◆ **WORK INSTRUCTION**: Output only an exact transcription of the line containing "In this exercise you will mark the red" and all lines that follow it in the data below.

(Photo-based referring expression data)

☆ ☆ ☆ ☆ ☆ ☆ ☆

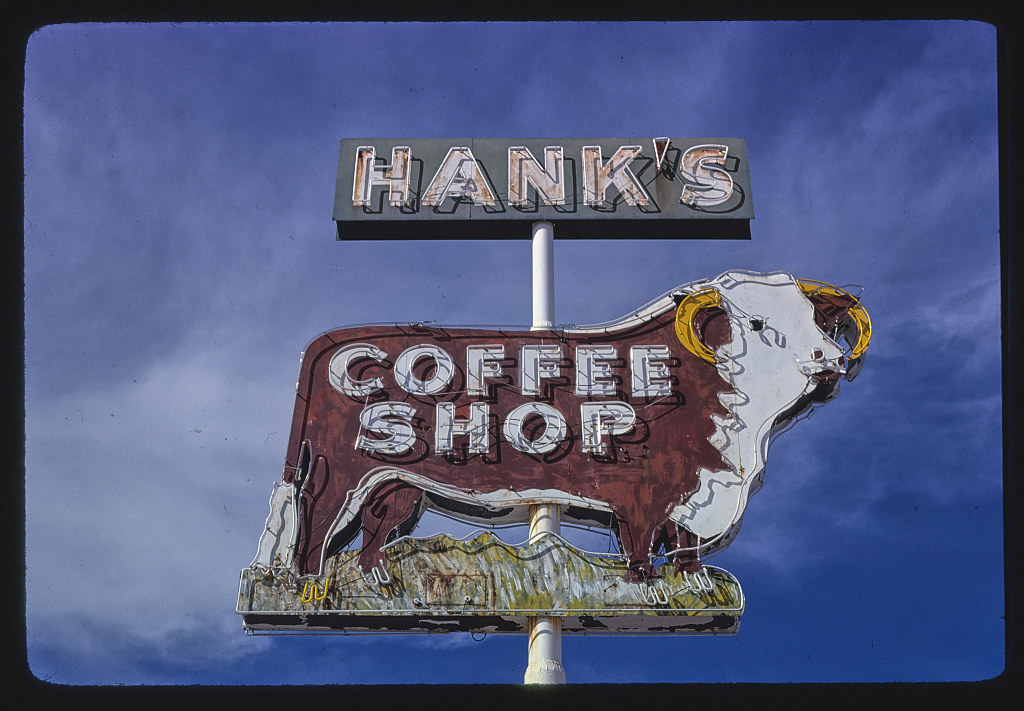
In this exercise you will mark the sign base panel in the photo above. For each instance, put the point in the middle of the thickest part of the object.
(484, 585)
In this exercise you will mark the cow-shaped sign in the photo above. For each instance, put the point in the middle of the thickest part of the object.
(655, 424)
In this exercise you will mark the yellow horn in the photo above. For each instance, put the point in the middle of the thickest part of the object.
(857, 311)
(684, 322)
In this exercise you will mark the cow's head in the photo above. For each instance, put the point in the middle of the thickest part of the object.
(783, 354)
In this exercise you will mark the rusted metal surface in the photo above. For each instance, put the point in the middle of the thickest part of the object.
(440, 584)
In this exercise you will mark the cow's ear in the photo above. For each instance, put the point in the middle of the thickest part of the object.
(839, 311)
(694, 317)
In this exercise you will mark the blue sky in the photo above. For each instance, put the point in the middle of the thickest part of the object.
(179, 254)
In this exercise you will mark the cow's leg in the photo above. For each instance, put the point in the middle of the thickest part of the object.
(637, 526)
(688, 559)
(387, 506)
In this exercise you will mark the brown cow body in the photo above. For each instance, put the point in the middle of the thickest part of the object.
(642, 474)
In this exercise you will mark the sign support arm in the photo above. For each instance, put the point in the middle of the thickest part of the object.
(545, 652)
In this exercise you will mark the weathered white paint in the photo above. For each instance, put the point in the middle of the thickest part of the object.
(770, 369)
(276, 544)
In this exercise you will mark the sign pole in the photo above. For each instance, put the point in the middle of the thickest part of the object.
(545, 665)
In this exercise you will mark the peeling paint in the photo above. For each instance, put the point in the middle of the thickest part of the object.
(441, 584)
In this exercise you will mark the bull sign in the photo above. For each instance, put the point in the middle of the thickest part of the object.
(655, 425)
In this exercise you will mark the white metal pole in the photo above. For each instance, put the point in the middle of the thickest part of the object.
(545, 665)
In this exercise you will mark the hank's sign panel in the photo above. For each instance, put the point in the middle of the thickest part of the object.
(655, 424)
(590, 187)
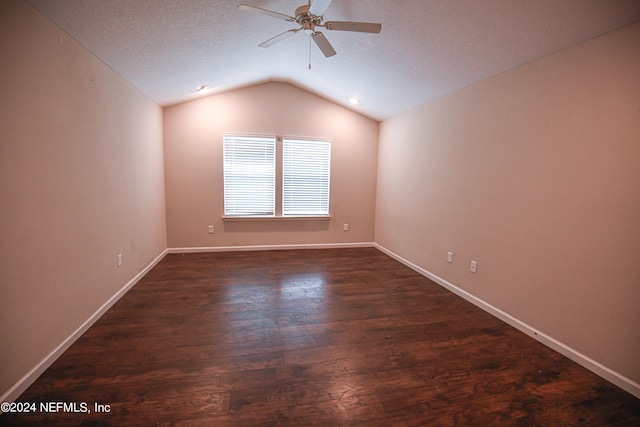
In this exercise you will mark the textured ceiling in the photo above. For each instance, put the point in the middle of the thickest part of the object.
(427, 48)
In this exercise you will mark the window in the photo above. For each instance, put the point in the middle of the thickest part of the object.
(249, 176)
(250, 169)
(305, 177)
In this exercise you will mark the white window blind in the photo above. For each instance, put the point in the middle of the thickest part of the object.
(249, 176)
(305, 177)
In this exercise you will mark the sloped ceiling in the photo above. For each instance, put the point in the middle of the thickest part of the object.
(427, 48)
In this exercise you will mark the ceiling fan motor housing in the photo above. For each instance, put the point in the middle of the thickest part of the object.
(304, 17)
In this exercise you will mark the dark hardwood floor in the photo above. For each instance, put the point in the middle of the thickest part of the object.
(345, 337)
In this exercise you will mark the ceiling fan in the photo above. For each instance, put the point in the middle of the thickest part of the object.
(310, 16)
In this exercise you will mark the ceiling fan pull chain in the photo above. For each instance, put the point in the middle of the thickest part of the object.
(309, 51)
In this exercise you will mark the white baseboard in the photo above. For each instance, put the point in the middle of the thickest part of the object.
(19, 387)
(585, 361)
(203, 249)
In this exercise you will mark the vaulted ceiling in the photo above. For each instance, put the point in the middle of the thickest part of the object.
(426, 49)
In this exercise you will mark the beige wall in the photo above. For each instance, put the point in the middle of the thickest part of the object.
(193, 163)
(535, 174)
(81, 180)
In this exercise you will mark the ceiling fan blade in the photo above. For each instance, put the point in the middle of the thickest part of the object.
(279, 37)
(323, 44)
(266, 12)
(318, 7)
(362, 27)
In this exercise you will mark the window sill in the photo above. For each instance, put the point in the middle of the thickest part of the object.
(278, 218)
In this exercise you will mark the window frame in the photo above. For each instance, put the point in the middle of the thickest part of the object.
(279, 181)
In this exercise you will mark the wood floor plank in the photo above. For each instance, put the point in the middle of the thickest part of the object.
(333, 337)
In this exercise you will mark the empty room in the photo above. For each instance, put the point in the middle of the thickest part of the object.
(325, 212)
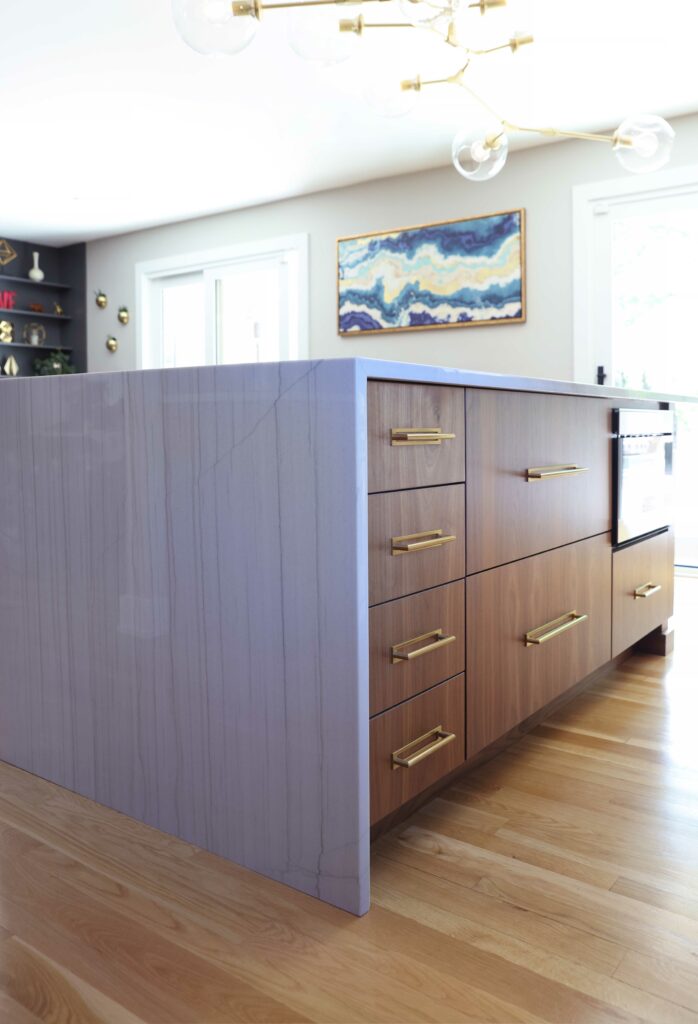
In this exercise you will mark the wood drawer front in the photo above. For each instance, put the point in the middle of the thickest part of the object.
(507, 680)
(394, 467)
(649, 561)
(441, 610)
(444, 707)
(407, 513)
(510, 517)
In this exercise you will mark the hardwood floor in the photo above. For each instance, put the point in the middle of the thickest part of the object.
(558, 883)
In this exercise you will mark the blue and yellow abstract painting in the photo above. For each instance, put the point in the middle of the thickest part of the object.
(460, 273)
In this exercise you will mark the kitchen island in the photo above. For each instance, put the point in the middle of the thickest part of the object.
(261, 607)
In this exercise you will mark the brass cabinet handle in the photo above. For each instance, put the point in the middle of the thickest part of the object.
(547, 472)
(420, 542)
(434, 739)
(419, 435)
(544, 633)
(398, 652)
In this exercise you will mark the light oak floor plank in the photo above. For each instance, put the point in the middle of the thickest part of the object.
(559, 883)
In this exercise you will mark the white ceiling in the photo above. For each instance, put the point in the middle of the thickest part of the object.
(111, 123)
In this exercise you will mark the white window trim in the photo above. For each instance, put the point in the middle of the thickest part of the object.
(585, 199)
(208, 259)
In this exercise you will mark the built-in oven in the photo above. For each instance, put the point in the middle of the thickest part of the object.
(642, 468)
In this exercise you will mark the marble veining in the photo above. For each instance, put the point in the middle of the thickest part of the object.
(181, 610)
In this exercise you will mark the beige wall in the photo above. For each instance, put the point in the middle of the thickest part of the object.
(539, 179)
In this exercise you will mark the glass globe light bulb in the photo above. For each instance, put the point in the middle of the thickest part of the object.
(644, 143)
(390, 95)
(314, 35)
(210, 27)
(480, 158)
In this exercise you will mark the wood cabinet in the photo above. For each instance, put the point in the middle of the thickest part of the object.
(416, 435)
(426, 735)
(561, 600)
(510, 574)
(417, 539)
(415, 643)
(538, 473)
(643, 589)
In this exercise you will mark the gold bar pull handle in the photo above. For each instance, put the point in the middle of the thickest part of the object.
(548, 472)
(398, 651)
(544, 633)
(419, 435)
(424, 747)
(420, 542)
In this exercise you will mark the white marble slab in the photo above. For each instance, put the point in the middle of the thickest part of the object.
(182, 610)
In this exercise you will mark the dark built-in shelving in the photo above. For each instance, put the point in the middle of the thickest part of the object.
(67, 273)
(30, 313)
(35, 284)
(7, 346)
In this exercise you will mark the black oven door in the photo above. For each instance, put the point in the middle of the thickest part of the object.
(644, 486)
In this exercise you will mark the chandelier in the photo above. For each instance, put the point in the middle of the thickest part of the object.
(226, 27)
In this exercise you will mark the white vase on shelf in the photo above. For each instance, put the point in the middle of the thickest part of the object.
(36, 273)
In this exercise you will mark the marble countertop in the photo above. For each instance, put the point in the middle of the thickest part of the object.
(388, 370)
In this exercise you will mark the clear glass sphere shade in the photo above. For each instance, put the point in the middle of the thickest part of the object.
(480, 157)
(428, 12)
(209, 26)
(644, 143)
(314, 35)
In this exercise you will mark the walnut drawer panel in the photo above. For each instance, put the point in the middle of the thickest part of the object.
(644, 568)
(426, 461)
(510, 516)
(507, 680)
(443, 708)
(420, 516)
(436, 619)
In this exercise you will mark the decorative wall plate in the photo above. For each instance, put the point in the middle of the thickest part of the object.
(34, 334)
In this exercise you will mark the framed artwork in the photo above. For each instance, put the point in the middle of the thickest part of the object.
(456, 273)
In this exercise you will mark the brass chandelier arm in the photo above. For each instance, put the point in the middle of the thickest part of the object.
(585, 136)
(254, 8)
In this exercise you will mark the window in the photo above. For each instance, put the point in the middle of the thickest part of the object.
(241, 304)
(634, 295)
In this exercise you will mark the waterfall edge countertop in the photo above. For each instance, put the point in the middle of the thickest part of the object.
(183, 600)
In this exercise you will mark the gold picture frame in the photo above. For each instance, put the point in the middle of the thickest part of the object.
(384, 289)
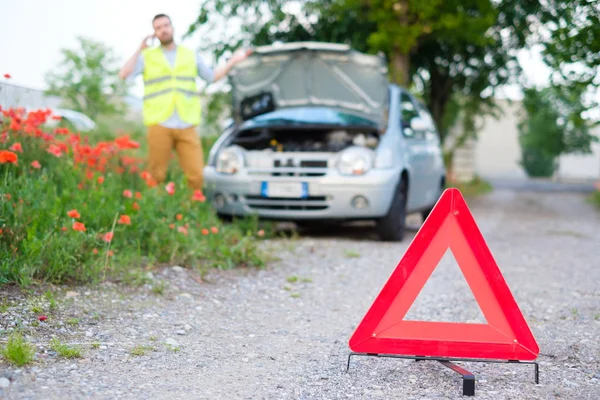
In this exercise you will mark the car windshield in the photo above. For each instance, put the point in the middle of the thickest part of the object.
(312, 116)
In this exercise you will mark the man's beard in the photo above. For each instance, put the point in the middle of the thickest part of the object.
(166, 42)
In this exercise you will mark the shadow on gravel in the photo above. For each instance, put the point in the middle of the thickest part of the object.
(354, 231)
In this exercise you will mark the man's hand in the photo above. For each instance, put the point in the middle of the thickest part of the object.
(240, 55)
(130, 64)
(145, 41)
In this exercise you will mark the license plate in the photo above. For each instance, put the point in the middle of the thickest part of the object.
(296, 190)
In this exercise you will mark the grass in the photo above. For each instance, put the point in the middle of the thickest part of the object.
(64, 350)
(476, 187)
(159, 288)
(83, 209)
(18, 351)
(352, 254)
(140, 350)
(595, 198)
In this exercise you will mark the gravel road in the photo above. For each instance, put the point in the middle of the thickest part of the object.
(282, 332)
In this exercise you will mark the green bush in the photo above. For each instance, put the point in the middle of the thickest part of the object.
(73, 209)
(536, 163)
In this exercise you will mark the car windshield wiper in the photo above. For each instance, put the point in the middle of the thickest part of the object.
(287, 121)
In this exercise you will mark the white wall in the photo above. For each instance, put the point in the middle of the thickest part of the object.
(581, 167)
(497, 150)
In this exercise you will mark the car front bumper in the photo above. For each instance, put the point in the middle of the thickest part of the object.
(332, 196)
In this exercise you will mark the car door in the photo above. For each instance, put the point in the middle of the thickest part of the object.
(416, 148)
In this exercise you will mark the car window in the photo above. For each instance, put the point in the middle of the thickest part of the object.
(408, 111)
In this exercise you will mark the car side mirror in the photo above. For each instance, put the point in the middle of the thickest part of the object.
(418, 124)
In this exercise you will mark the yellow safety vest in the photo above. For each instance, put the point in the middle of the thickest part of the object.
(167, 89)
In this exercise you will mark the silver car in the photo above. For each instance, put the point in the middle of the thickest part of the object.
(319, 134)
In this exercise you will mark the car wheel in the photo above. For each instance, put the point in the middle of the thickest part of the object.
(391, 227)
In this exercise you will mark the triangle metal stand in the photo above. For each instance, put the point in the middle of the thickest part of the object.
(468, 377)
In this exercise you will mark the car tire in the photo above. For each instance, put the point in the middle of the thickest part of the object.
(391, 228)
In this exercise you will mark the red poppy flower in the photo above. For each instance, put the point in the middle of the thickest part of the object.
(78, 226)
(8, 157)
(74, 214)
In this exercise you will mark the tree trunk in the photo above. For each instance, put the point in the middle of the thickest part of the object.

☆ ☆ ☆ ☆ ☆ ☆ ☆

◆ **TASK SOLUTION**:
In this exercise you will mark the red poppy flower in the photo above. For each instance, put the point in the middle of the thickest part of the object.
(78, 226)
(8, 157)
(74, 214)
In this exercise you will mark the tree trunk in the photo above. For each instance, put the point in the middle of the thickest part of the object.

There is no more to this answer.